Locate the line that contains "Target: statue right hand". Print it and every subsequent line through the final line of the records, exactly and only those.

+ + + +

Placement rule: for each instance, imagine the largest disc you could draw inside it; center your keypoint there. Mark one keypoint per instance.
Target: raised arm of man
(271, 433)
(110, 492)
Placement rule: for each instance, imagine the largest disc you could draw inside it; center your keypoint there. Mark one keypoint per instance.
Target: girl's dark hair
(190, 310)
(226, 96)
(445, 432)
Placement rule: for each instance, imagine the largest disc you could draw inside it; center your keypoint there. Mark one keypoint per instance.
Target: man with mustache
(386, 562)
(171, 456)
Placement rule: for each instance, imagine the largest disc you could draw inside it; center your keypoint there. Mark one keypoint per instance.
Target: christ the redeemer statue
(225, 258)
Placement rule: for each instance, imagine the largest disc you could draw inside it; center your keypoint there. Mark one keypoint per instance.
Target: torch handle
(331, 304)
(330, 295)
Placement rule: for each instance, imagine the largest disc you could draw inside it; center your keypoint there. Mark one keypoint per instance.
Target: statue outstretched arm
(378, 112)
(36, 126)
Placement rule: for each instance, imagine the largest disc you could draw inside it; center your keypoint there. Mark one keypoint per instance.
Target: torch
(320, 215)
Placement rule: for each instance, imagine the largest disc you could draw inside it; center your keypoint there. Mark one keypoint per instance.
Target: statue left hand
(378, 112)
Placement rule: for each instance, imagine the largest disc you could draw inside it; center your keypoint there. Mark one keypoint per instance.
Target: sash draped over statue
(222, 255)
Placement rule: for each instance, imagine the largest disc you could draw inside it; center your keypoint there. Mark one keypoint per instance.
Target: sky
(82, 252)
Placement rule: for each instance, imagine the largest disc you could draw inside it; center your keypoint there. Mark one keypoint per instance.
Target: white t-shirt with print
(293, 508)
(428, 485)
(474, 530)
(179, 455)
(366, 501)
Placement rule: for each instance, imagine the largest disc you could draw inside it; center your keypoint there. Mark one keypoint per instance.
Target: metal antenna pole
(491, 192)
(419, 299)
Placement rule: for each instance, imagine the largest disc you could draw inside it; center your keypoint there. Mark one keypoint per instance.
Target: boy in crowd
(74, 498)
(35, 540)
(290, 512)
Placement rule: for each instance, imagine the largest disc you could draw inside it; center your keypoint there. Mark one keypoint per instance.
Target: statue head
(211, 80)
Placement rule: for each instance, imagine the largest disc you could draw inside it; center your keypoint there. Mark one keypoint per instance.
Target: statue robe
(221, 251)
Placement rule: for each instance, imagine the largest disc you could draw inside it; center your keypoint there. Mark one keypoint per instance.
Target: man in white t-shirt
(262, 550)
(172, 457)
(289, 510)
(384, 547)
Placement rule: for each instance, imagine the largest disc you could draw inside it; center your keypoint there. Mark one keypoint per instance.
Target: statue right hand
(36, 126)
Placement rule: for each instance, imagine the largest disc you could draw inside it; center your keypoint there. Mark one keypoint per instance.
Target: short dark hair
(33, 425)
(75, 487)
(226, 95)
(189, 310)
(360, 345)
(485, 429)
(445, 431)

+ + + +

Answer to this task -
Target: statue right hand
(36, 126)
Placement rule: for each instance, imagine the largest disc you could draw inside it; center your keypoint there. Mark one keypoint per instance.
Target: short dark hair
(33, 425)
(75, 487)
(226, 95)
(189, 310)
(360, 345)
(485, 429)
(445, 431)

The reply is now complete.